** WORK ORDER **
Copy the entries exactly, through the "Target: wooden pole" line.

** DATASET EXTRACT **
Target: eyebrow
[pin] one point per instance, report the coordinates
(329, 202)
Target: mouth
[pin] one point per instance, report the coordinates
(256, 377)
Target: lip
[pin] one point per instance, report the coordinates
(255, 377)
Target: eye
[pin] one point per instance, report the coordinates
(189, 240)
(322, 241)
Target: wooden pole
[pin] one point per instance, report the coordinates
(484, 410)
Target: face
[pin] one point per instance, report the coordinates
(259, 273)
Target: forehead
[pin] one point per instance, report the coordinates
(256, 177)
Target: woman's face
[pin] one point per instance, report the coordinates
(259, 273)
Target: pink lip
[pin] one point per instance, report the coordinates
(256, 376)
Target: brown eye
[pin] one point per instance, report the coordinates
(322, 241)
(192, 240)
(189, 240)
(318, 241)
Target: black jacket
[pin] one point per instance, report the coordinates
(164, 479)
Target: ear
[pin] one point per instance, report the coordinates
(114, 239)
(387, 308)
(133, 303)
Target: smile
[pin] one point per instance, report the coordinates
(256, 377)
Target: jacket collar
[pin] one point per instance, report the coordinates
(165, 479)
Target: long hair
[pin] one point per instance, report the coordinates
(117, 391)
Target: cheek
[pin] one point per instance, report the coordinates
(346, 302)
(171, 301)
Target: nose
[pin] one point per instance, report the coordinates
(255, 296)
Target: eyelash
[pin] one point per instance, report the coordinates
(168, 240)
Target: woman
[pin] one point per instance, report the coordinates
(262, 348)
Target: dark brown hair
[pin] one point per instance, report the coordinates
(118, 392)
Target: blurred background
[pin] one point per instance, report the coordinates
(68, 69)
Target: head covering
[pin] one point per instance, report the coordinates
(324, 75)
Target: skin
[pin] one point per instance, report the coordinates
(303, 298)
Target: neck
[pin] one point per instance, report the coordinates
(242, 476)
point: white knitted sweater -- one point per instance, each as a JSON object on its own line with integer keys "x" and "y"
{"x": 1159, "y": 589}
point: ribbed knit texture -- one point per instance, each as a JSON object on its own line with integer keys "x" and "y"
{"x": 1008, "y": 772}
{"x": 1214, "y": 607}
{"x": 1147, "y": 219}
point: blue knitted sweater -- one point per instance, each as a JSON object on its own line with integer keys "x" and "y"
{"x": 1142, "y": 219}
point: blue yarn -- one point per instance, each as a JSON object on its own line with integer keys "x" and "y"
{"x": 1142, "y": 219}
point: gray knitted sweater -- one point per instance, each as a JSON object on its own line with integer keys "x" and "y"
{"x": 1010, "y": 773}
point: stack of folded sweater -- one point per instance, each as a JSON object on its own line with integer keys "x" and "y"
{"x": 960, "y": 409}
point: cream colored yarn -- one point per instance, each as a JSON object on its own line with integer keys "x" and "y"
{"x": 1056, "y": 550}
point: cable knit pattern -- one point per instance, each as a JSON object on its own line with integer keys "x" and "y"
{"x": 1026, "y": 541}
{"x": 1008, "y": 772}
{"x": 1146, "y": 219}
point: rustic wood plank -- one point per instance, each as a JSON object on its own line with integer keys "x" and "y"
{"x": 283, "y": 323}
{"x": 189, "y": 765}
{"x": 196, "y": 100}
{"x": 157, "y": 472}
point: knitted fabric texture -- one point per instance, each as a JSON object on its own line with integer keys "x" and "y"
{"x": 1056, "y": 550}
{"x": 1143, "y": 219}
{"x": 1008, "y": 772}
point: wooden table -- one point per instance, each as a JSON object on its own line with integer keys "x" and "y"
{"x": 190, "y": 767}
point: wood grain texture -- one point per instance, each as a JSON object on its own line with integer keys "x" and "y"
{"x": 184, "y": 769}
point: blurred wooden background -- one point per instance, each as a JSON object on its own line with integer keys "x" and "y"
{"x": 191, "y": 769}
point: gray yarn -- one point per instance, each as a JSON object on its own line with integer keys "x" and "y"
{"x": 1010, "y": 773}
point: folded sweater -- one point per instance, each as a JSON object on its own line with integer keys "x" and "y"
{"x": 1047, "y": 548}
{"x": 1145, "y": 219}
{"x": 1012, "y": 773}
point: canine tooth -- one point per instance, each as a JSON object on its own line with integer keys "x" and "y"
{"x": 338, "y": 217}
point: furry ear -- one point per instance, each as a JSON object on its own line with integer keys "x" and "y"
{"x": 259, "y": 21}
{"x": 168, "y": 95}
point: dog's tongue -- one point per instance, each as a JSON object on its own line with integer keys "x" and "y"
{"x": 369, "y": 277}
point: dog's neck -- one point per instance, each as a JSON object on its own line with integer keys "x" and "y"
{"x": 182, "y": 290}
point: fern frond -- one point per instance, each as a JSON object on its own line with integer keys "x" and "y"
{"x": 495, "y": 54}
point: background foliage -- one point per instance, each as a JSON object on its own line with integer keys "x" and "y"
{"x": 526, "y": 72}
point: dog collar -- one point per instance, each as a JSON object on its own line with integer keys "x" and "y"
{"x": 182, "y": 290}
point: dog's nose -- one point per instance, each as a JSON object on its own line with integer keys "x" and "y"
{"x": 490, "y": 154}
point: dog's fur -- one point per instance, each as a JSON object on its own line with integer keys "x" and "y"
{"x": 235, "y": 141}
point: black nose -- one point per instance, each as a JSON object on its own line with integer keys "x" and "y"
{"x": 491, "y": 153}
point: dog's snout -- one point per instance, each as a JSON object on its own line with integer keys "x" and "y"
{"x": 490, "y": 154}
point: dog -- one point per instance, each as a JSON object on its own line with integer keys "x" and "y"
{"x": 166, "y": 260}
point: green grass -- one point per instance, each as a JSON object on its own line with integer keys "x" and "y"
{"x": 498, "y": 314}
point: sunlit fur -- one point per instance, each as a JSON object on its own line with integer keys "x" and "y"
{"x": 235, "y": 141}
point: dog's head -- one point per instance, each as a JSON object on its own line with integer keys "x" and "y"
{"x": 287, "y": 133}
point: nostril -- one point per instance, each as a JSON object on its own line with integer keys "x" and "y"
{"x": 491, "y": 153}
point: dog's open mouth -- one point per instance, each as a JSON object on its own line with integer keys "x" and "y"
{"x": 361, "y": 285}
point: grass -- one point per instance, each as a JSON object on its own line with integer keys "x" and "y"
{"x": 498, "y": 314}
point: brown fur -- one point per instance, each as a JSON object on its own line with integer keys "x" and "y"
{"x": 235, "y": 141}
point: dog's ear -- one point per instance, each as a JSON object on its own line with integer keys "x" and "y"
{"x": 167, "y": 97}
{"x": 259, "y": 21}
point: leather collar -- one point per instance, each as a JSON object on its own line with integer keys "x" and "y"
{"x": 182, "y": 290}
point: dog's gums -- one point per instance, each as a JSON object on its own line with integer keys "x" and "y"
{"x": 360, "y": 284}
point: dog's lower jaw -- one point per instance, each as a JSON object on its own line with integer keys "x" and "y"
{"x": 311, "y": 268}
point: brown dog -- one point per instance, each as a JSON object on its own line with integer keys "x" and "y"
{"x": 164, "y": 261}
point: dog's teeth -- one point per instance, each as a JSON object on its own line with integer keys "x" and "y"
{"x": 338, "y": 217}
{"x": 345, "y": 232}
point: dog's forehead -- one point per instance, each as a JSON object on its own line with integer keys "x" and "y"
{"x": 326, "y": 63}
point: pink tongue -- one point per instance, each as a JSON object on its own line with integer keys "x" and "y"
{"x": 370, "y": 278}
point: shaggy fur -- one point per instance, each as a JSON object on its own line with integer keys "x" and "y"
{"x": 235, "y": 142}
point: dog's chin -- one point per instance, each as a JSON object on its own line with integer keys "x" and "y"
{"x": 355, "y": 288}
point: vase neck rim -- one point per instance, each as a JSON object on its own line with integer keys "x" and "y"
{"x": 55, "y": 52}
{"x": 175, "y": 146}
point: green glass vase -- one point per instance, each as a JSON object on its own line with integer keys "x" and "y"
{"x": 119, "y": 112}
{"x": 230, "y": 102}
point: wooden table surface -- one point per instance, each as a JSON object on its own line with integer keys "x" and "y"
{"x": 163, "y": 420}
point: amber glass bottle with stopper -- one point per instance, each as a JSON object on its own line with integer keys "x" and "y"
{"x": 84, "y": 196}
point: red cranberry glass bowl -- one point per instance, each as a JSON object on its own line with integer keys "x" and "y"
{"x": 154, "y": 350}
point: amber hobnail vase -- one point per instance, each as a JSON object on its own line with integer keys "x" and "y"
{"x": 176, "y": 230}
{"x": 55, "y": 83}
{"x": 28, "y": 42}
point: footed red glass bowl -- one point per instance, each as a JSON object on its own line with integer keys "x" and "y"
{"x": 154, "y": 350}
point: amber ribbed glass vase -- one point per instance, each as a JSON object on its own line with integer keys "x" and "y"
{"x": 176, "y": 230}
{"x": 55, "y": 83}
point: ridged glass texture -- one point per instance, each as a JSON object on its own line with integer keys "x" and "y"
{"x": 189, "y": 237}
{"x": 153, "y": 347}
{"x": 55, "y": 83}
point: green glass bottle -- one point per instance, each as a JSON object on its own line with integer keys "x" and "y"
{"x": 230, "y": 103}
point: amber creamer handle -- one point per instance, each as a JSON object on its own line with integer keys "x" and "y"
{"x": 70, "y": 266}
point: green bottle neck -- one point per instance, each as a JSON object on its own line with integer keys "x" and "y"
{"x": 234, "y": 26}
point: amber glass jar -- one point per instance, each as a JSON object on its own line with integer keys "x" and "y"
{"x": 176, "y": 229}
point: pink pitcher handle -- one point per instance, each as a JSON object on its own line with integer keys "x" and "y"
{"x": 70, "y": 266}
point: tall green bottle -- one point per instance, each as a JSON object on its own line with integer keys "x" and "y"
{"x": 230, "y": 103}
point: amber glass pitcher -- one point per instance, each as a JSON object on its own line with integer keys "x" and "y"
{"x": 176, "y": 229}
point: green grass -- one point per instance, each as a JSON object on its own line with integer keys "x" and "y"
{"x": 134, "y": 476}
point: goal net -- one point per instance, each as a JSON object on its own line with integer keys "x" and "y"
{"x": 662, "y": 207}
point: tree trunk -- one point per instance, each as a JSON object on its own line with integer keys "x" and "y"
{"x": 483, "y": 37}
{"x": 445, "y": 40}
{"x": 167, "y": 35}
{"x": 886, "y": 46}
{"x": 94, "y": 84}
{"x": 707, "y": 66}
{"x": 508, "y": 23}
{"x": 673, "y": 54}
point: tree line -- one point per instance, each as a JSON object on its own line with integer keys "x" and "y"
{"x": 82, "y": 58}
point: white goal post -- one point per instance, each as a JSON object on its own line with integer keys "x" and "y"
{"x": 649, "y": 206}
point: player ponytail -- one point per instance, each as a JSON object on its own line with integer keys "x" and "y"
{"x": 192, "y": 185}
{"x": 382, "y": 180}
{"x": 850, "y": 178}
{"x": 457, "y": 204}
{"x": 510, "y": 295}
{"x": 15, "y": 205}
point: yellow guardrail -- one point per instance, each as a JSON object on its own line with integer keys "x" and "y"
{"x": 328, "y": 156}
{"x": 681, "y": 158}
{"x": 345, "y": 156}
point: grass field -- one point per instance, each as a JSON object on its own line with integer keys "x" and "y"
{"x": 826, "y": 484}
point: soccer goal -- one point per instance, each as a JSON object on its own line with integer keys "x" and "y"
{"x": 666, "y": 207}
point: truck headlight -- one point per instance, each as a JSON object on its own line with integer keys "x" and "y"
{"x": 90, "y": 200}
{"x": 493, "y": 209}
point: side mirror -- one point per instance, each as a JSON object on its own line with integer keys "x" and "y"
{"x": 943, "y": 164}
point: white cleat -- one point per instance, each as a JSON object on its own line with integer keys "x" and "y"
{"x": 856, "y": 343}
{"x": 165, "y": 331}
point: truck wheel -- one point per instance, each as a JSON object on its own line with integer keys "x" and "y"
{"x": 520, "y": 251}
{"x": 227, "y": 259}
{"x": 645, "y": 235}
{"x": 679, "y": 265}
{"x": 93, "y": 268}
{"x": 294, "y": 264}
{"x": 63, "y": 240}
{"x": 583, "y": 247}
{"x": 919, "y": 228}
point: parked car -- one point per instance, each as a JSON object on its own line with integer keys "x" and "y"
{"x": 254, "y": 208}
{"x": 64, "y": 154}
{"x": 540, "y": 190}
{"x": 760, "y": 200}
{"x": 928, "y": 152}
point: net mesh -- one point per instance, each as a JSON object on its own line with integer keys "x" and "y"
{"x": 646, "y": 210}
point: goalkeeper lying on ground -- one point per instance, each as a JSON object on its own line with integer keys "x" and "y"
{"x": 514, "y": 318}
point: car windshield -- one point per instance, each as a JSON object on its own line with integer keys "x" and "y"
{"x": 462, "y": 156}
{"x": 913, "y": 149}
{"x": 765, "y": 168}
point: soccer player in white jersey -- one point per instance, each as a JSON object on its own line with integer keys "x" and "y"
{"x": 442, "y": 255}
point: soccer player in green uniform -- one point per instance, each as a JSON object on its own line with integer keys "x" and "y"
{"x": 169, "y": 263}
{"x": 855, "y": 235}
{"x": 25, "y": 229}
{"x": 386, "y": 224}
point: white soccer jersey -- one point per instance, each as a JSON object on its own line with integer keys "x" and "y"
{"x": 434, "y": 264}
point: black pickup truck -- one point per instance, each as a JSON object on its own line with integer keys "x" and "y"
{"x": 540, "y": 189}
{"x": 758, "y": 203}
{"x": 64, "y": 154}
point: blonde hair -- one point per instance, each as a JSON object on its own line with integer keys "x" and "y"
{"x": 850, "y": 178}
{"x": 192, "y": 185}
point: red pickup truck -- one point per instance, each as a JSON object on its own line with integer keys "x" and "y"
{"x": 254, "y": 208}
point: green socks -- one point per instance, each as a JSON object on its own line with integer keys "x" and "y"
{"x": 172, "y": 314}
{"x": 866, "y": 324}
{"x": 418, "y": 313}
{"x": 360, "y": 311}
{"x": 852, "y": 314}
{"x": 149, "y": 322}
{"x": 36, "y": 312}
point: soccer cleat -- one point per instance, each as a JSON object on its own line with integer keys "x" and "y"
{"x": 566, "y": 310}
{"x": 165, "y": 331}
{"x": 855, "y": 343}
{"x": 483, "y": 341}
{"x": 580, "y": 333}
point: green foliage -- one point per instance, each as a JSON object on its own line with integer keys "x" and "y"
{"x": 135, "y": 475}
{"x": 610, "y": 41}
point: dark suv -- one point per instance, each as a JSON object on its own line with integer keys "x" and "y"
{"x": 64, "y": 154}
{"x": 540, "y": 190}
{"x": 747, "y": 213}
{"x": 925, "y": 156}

** RESULT OF THIS EXERCISE **
Target: eyebrow
[pin] one point per instance, report the coordinates
(329, 202)
Target: mouth
[pin] one point per instance, report the coordinates
(256, 377)
Target: lip
[pin] one point per instance, report the coordinates
(255, 377)
Target: eye
[pin] one point per instance, report the coordinates
(189, 240)
(322, 241)
Target: wooden pole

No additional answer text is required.